- [Document segment]
╭──
Of the various dimensions of the affordability crisis weighing on US families, housing probably weighs heaviest. The typical home price has risen above five times the annual income of the typical family. The monthly cost of owning a home has hit record highs.

The US faces a housing shortfall of millions of homes. But builders are not rushing to meet the shortfall. The supply of new homes declined over 14% in May, compared to May of 2025. Moody’s Analytics expects single-family and multifamily residential investment to contract every year between now and 2030.

Dysfunctional though we know it to be, Congress finally stepped up to the challenge. In a bipartisan move, for the first time in 30 years it passed legislation that would accelerate homebuilding, relaxing environmental reviews and other federal regulations that stymie housing development.

Then, Donald Trump said no. He wouldn’t sign the legislation until Congress passed a bill to limit mail-in voting and require voters to submit proof of citizenship, a brazen attempt to discourage minority voters and protect Republican majorities under the guise of defending US democracy from some false claims of voter fraud. The housing legislation is, by comparison, “of minor importance”, he said.
╰──
- [Source material]
╭──
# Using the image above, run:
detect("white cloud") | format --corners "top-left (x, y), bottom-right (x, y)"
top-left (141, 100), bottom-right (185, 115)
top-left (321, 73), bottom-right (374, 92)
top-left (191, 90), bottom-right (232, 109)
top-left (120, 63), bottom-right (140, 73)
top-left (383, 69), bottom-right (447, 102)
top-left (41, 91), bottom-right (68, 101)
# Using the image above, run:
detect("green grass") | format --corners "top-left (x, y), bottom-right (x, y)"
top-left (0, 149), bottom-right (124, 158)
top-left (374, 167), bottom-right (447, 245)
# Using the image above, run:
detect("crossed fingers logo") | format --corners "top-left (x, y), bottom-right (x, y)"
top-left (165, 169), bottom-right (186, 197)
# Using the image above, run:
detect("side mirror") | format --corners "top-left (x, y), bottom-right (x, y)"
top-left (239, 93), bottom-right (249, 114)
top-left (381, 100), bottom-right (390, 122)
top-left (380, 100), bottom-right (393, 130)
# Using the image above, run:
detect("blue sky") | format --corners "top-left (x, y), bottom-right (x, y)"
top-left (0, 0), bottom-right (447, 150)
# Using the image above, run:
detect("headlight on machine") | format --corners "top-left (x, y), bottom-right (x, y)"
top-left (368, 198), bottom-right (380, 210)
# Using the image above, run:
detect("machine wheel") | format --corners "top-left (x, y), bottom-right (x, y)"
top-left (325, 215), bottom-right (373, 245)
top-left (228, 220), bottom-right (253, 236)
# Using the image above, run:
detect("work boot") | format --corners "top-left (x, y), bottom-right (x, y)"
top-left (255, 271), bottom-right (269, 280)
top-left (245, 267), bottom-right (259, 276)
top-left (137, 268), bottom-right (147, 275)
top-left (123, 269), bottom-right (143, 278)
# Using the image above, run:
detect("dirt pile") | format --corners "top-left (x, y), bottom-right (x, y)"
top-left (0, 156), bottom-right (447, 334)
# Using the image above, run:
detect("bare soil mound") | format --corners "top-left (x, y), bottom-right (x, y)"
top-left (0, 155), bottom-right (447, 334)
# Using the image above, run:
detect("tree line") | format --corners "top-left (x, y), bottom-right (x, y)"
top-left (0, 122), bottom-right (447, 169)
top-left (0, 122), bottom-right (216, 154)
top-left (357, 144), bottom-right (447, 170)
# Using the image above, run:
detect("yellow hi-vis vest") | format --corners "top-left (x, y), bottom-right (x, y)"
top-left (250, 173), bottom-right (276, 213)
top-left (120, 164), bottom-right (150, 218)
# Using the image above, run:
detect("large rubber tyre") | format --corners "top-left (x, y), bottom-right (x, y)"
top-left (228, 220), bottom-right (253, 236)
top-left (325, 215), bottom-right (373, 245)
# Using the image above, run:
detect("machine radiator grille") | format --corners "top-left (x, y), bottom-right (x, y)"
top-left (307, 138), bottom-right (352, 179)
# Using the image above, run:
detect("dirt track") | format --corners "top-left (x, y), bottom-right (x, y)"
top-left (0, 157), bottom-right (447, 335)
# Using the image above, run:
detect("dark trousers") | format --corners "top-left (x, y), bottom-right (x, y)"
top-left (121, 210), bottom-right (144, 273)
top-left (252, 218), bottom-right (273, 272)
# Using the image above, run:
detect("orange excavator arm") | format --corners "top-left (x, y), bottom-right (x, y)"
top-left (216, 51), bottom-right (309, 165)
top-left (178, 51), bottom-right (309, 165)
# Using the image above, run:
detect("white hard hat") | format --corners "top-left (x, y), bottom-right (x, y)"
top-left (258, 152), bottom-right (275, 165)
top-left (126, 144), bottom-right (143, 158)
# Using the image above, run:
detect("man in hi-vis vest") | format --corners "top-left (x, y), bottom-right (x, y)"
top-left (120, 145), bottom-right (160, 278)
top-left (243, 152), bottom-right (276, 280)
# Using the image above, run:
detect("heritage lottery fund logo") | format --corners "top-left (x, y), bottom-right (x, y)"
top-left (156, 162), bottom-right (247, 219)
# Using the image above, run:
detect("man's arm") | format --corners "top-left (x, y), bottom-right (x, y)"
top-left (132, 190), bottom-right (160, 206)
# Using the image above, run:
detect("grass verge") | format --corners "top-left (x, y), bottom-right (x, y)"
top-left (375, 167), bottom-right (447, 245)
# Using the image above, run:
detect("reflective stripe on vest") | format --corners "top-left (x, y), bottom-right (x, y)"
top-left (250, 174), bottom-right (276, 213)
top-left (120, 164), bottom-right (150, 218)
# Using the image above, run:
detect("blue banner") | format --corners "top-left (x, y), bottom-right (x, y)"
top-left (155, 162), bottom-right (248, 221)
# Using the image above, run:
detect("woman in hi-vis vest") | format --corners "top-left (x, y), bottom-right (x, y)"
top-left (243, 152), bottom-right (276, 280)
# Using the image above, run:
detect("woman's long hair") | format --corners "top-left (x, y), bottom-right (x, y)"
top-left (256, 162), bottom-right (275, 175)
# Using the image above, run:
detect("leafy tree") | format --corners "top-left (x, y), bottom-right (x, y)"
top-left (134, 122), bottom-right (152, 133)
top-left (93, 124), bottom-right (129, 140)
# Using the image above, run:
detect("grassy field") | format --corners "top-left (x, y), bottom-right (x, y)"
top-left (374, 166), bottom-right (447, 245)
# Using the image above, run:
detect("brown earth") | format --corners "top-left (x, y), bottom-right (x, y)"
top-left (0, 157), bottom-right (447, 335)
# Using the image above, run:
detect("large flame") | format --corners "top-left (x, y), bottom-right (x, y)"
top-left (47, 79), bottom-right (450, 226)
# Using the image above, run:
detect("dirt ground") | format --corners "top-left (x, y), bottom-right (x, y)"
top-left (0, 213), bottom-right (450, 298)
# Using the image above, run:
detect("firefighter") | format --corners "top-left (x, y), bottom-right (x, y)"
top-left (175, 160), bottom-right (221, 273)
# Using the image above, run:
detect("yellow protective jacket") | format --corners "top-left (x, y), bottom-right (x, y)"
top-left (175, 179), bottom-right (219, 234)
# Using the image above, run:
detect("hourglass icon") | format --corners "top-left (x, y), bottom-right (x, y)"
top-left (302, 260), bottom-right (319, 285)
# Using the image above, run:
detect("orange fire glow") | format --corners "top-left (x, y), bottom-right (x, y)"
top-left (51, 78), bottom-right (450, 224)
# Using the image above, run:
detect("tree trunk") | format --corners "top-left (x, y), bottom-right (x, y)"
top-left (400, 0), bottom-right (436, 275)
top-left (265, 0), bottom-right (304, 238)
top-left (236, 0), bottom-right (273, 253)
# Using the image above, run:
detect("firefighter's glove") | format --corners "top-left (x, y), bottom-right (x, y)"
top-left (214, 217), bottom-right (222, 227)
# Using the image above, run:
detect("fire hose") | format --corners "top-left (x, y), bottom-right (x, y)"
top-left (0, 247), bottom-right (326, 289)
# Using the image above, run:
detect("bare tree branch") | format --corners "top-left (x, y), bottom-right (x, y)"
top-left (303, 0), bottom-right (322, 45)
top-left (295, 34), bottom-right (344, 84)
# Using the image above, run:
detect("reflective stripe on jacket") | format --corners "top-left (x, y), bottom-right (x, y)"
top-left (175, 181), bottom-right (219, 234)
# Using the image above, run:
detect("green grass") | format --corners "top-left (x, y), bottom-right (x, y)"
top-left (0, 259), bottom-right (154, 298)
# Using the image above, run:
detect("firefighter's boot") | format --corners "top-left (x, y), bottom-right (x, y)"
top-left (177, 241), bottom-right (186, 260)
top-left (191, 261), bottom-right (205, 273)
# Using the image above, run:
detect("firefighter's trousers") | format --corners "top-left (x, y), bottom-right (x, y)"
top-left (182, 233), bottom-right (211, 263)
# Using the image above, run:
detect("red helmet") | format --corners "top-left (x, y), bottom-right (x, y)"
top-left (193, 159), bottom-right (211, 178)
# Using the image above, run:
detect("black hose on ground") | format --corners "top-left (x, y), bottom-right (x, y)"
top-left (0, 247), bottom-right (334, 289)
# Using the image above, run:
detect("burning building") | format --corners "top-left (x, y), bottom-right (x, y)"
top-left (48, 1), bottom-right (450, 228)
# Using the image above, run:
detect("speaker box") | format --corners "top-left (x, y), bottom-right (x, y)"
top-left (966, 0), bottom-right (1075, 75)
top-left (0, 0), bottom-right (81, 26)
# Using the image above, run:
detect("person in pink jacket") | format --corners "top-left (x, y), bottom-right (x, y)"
╰──
- [Goals]
1) Copy the records word for word, from their first line down through the line containing "top-left (120, 63), bottom-right (140, 73)".
2) Extend the piece on US housing costs by continuing it past its final sentence.

- [Answers to the exercise]
1)
# Using the image above, run:
detect("white cloud") | format --corners "top-left (x, y), bottom-right (x, y)"
top-left (141, 100), bottom-right (185, 115)
top-left (321, 73), bottom-right (374, 92)
top-left (191, 90), bottom-right (232, 109)
top-left (120, 63), bottom-right (140, 73)

2)
Almost two years into the second Trump administration, it is evident that the president’s abiding objective has been to empower and enrich himself and his offspring; the greater good be damned. It is nonetheless surprising how every one of Trump’s policy initiatives has sabotaged some core constituency. It’s getting hard to find a bit of his base that he hasn’t torched. It seems as if, supremely confident in their blind loyalty, he is daring the Maga faithful to drop him.

Launching a war against Iran before figuring out its objectives or how it might unfold, probably takes the cake: the surge in gas prices following Iran’s utterly predictable decision to close the strait of Hormuz dismantled one of the key claims that gave Trump the presidency: that he would slay inflation.

Rising inflation means that real wages are now, on average, declining. Moody’s Mark Zandi estimates that by June the rising cost of energy had eaten up the higher refunds taxpayers got from Trump’s One Big Beautiful Bill Act of 2025.

Iran is hardly his only effort to raise energy prices. The accelerated reduction of subsidies for solar power development in his One Big Beautiful Bill, added to his efforts to stop investment in wind farms, are driving up the prices of renewable energy, even as demand for power from AI datacenters soars.

In case higher gas and power prices aren’t enough to piss Americans off, Trump has also raised their healthcare costs. Enrollment in health insurance policies under the Affordable Care Act could decline by five to six million this year, due to the abrupt ending of government subsidies that led to a 58% increase in premiums, on average.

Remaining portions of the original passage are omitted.